Please copy out the lines of the items below word for word, starting at the line that contains "Task: annotate each instance of the black shorts" and ending at the line that contains "x=342 y=633", both included, and nothing else.

··· Extracted entries

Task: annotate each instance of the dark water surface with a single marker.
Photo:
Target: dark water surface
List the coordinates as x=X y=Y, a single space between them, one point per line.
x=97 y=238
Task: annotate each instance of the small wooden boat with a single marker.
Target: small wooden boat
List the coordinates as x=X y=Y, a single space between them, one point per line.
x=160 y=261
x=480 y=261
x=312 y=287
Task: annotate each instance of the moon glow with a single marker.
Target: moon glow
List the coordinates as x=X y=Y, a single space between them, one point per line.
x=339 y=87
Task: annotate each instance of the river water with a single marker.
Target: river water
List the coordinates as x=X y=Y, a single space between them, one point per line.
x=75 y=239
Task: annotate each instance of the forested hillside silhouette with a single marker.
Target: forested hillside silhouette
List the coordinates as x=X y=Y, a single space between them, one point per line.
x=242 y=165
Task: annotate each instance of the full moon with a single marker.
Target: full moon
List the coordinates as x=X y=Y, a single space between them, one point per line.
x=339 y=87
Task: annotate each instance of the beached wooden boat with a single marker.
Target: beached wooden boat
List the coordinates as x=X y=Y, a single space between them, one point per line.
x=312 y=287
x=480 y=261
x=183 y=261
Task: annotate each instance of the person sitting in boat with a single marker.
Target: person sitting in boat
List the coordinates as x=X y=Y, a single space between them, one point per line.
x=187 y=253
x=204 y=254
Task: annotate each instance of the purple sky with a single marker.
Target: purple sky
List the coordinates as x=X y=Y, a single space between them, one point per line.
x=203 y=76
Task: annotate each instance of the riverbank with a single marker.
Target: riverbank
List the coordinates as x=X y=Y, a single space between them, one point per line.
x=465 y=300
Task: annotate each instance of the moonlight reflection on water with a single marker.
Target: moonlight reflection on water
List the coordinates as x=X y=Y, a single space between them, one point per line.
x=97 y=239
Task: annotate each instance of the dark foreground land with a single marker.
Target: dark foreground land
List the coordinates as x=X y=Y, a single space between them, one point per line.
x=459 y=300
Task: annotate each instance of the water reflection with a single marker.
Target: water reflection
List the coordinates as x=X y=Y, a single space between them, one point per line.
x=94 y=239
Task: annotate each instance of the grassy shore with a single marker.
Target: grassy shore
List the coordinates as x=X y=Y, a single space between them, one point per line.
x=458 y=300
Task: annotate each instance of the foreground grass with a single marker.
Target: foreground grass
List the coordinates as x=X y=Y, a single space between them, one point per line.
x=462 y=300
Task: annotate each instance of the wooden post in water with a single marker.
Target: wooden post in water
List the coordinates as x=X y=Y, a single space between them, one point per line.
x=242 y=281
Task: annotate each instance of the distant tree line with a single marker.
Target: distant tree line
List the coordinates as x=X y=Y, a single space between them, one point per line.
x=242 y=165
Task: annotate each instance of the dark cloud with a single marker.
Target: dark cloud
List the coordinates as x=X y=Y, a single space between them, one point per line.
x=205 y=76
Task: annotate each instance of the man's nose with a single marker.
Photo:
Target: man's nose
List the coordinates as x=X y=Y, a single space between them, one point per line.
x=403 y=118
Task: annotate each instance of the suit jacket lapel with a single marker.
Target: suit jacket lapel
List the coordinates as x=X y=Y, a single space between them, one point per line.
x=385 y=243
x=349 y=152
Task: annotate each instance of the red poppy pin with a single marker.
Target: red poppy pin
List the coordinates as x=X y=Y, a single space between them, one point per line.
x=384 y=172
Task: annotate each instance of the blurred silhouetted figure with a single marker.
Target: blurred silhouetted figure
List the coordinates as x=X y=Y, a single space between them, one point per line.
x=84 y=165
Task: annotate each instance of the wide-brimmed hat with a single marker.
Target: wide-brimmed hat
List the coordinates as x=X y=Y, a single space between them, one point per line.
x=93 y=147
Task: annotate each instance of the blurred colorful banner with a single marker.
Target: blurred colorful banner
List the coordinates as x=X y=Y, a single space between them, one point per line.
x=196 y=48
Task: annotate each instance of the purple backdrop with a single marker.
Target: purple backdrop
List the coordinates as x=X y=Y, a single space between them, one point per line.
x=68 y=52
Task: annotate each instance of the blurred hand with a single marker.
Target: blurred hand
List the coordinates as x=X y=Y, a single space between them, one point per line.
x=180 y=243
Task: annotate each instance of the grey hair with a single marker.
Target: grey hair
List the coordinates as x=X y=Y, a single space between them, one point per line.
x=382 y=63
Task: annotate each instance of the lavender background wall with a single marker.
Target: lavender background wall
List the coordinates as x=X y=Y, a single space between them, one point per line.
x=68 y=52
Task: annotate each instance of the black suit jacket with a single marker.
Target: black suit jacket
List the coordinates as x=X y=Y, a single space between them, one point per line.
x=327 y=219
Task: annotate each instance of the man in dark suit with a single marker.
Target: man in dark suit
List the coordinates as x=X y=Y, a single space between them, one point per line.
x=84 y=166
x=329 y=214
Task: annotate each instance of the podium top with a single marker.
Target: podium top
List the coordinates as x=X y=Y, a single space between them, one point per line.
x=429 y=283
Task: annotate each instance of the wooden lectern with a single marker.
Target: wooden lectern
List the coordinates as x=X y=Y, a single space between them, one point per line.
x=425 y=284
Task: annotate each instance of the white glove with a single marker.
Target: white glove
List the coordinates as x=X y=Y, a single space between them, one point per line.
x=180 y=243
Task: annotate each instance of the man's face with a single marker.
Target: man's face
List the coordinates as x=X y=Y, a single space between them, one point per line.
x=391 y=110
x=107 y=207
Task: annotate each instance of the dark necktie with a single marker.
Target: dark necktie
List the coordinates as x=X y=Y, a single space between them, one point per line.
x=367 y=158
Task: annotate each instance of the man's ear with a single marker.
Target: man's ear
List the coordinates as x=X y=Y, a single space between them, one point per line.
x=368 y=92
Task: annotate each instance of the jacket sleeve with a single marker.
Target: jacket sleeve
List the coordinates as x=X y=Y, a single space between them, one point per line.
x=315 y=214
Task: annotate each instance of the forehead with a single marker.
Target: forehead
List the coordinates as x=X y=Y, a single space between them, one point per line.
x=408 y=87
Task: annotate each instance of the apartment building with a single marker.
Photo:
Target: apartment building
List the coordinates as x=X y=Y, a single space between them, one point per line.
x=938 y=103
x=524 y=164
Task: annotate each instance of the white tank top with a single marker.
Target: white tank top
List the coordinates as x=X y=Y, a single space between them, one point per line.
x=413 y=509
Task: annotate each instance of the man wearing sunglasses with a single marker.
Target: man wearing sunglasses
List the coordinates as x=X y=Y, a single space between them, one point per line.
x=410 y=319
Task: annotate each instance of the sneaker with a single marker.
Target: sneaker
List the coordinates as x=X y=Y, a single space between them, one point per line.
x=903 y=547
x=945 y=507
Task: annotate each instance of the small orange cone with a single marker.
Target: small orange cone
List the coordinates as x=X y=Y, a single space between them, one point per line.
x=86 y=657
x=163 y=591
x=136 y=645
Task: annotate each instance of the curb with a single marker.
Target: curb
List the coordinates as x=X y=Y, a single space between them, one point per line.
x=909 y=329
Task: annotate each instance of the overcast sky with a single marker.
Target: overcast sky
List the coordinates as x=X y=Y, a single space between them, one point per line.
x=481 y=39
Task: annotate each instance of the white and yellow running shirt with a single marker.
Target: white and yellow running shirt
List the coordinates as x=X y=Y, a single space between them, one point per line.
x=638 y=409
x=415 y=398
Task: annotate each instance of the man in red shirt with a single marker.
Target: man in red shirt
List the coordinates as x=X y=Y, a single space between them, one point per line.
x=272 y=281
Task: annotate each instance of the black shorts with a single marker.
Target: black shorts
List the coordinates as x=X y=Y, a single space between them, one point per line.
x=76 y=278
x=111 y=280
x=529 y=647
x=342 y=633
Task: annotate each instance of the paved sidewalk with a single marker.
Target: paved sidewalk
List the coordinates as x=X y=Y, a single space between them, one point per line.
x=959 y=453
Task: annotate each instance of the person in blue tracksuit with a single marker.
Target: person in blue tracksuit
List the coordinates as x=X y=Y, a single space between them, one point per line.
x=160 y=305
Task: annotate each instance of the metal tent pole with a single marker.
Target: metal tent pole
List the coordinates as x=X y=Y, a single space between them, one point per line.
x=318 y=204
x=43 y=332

······

• Reply:
Task: annotate each instance of the black shorts with a single marker.
Target: black shorts
List the coordinates as x=X y=Y, a single space between them, one point per line.
x=76 y=278
x=111 y=280
x=529 y=647
x=342 y=633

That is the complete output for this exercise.